## PROBLEM DETAILS
Can you copy every one of the records below line for line, with nothing added, dropped, or altered?

━━ RECORDS PROVIDED

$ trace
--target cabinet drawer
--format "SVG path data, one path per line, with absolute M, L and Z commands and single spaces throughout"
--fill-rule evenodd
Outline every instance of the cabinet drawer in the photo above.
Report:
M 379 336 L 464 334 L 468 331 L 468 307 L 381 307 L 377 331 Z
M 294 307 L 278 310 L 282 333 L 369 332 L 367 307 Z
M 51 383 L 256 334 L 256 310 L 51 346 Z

━━━━

## PROBLEM SOLUTION
$ trace
--target cabinet drawer
--format "SVG path data, one path per line, with absolute M, L and Z commands and single spaces throughout"
--fill-rule evenodd
Outline every instance of the cabinet drawer in the photo above.
Report:
M 379 336 L 464 334 L 468 331 L 468 307 L 381 307 L 377 331 Z
M 294 307 L 278 310 L 282 333 L 369 332 L 367 307 Z
M 51 383 L 256 334 L 256 310 L 51 346 Z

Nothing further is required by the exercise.